Work to complete: Rewrite the records from the line with "of the dark" through the line with "<point>274,55</point>", replacing "dark sunglasses" with "tinted eyeglasses" and leaving everything else unchanged.

Recorded data:

BEGIN

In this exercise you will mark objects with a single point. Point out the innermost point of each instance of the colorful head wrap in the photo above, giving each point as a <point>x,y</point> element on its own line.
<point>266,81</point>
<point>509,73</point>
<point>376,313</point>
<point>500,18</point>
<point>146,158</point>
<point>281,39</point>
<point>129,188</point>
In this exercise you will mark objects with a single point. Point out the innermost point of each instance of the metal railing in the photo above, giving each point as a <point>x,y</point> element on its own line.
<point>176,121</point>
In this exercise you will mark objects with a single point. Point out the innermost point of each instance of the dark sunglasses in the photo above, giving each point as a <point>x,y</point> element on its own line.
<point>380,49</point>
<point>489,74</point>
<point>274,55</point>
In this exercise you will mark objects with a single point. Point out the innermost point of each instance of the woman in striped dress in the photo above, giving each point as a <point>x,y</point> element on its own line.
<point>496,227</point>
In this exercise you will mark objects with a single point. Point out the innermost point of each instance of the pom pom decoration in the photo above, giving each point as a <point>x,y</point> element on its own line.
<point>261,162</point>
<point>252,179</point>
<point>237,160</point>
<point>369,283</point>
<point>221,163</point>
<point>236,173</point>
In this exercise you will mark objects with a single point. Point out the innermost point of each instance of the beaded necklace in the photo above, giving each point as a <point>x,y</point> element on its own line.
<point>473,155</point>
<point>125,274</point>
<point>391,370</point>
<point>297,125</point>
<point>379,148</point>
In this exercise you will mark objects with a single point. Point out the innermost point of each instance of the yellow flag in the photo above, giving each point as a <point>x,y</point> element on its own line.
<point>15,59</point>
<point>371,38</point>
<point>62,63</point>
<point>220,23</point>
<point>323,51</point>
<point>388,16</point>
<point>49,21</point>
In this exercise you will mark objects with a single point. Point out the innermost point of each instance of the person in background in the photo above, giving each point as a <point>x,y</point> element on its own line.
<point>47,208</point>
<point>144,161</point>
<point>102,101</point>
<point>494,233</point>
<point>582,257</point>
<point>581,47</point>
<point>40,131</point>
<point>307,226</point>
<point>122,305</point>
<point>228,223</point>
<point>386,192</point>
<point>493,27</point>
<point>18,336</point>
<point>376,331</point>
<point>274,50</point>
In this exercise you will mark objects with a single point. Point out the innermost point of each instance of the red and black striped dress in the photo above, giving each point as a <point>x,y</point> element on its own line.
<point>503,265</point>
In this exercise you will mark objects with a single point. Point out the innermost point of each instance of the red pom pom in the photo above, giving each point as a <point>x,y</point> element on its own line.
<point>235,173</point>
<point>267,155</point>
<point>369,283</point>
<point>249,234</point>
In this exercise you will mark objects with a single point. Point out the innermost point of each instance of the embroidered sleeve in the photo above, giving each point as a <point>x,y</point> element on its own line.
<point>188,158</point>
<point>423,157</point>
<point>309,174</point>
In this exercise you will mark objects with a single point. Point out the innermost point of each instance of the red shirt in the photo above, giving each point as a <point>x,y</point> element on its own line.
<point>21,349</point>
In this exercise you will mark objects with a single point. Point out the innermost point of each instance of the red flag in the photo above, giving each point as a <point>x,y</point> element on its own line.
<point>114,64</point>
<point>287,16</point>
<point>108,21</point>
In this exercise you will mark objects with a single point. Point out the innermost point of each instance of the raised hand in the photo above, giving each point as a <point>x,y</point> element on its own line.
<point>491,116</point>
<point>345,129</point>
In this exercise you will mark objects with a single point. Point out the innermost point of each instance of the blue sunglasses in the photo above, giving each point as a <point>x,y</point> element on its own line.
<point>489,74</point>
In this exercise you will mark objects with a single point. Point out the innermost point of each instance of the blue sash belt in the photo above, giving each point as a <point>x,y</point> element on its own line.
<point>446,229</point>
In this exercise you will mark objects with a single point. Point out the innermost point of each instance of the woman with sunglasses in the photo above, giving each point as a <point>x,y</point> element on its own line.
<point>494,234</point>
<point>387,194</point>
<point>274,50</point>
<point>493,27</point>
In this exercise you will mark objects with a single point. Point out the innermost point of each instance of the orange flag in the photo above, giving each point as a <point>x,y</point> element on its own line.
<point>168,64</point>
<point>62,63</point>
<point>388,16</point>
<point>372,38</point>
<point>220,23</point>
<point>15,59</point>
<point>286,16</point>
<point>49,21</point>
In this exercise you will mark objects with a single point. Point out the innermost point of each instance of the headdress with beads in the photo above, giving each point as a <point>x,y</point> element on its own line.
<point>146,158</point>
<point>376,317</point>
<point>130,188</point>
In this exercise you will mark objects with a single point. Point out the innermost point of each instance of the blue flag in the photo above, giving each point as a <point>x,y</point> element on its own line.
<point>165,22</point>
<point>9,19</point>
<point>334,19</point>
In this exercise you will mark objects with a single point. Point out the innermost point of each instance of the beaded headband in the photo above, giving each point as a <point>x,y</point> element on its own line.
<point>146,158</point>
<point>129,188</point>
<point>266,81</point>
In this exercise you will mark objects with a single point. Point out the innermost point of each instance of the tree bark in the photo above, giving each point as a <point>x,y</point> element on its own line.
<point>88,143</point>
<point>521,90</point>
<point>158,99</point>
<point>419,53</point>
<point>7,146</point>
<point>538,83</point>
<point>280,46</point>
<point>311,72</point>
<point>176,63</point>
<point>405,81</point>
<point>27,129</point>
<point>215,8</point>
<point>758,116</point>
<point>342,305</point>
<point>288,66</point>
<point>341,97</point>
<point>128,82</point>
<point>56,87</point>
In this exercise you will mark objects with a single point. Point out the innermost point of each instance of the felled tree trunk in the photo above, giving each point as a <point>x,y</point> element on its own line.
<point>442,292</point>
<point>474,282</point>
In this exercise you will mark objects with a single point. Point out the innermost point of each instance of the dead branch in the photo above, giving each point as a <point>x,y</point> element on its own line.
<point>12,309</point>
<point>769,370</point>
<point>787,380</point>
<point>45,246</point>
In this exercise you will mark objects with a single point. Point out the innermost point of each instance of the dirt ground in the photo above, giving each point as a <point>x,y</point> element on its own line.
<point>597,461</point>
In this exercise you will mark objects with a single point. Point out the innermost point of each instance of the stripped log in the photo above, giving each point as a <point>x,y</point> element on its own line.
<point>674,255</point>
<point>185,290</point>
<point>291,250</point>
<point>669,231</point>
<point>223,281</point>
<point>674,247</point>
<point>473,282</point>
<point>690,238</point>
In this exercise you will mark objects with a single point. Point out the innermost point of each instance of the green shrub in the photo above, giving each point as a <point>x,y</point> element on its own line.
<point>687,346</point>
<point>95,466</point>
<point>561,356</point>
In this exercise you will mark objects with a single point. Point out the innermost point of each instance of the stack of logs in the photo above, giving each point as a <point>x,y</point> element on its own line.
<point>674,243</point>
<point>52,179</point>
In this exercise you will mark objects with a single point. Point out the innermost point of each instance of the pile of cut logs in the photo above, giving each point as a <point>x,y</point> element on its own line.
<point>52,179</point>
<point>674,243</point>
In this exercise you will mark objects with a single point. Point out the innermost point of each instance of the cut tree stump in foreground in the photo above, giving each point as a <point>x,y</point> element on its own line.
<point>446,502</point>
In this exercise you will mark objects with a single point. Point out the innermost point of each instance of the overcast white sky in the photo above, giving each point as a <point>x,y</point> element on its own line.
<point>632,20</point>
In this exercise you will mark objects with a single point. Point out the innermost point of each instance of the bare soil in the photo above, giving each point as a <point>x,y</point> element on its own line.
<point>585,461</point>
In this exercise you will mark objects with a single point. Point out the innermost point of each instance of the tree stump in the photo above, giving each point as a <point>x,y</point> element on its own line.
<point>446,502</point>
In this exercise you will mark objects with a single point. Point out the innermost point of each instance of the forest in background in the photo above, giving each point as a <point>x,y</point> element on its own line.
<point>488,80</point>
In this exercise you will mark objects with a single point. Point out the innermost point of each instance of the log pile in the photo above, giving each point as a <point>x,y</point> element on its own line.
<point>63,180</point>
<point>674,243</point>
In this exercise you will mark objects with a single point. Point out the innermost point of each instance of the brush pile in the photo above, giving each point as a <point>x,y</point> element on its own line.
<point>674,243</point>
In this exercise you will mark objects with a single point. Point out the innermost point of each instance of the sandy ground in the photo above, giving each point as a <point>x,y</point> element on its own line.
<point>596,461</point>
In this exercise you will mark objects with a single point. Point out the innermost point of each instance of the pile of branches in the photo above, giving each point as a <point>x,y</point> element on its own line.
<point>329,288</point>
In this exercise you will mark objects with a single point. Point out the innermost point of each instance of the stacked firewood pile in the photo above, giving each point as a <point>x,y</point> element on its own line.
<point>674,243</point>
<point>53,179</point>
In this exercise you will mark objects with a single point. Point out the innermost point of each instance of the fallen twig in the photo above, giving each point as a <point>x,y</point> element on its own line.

END

Exercise answer:
In this exercise you will mark objects with a single point. Point out the innermost point of each instance of the tinted eyeglasses in the photo above, giving each point as a <point>x,y</point> element on its own line.
<point>380,49</point>
<point>489,74</point>
<point>274,55</point>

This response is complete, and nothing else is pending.